▶ Work to be completed:
Continue the article about the mountaintop solar farm in Guizhou from where it stops.

China Turns Mountains Into a Gigawatt Solar Powerhouse
Drone footage sweeping across Guizhou Province reveals an astonishing sight: rugged karst hillsides completely blanketed in solar panels, stretching ridge after ridge like a metallic ocean under the sky. This is the Panjiang million-kilowatt photovoltaic base in Guanling County—one of China’s largest single solar installations and a flagship project that came online in phases starting around 2024-2025.
With over 1 gigawatt (1,000 MW) of capacity and a planned scale reaching 1.33 GW, the array covers roughly 20,000 mu (about 13 square kilometers) of previously barren, rocky desertification land unsuitable for farming or conventional building. It now pumps out around 1.3 billion kilowatt-hours annually—enough to power nearly 2 million households—while slashing over a million tons of CO₂ emissions each year.

▶ Dataset records:

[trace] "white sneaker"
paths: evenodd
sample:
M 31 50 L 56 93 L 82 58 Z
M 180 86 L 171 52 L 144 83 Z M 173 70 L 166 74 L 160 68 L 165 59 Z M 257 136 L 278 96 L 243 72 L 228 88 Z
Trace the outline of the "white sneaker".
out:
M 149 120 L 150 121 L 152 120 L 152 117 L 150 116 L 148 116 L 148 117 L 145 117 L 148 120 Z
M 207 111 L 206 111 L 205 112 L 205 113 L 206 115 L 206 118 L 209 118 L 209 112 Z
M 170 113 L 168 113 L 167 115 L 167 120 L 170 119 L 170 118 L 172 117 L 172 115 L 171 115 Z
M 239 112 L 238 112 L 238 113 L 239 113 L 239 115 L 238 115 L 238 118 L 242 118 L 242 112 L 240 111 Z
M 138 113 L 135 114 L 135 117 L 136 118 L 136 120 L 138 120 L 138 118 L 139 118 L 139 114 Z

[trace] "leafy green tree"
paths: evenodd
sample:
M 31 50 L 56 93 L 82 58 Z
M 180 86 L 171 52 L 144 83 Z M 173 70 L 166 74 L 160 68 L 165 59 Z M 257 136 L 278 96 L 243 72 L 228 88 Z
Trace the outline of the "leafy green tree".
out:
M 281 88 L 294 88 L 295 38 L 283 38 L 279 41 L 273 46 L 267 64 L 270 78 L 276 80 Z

▶ Output below:
The project perfectly captures China’s relentless renewable sprint: turning ecological constraints into green-energy assets, often combining panels with undergrowth agriculture (agrivoltaics) to keep some local farming alive.
Viral clips circulating since late 2025 have left viewers stunned, with reactions ranging from pure awe at the engineering ambition to questions about long-term impacts on soil, water flow, and wildlife in fragile karst terrain.
Love it or debate it, the view is undeniable proof that the future of energy can look radically different—and it’s already here.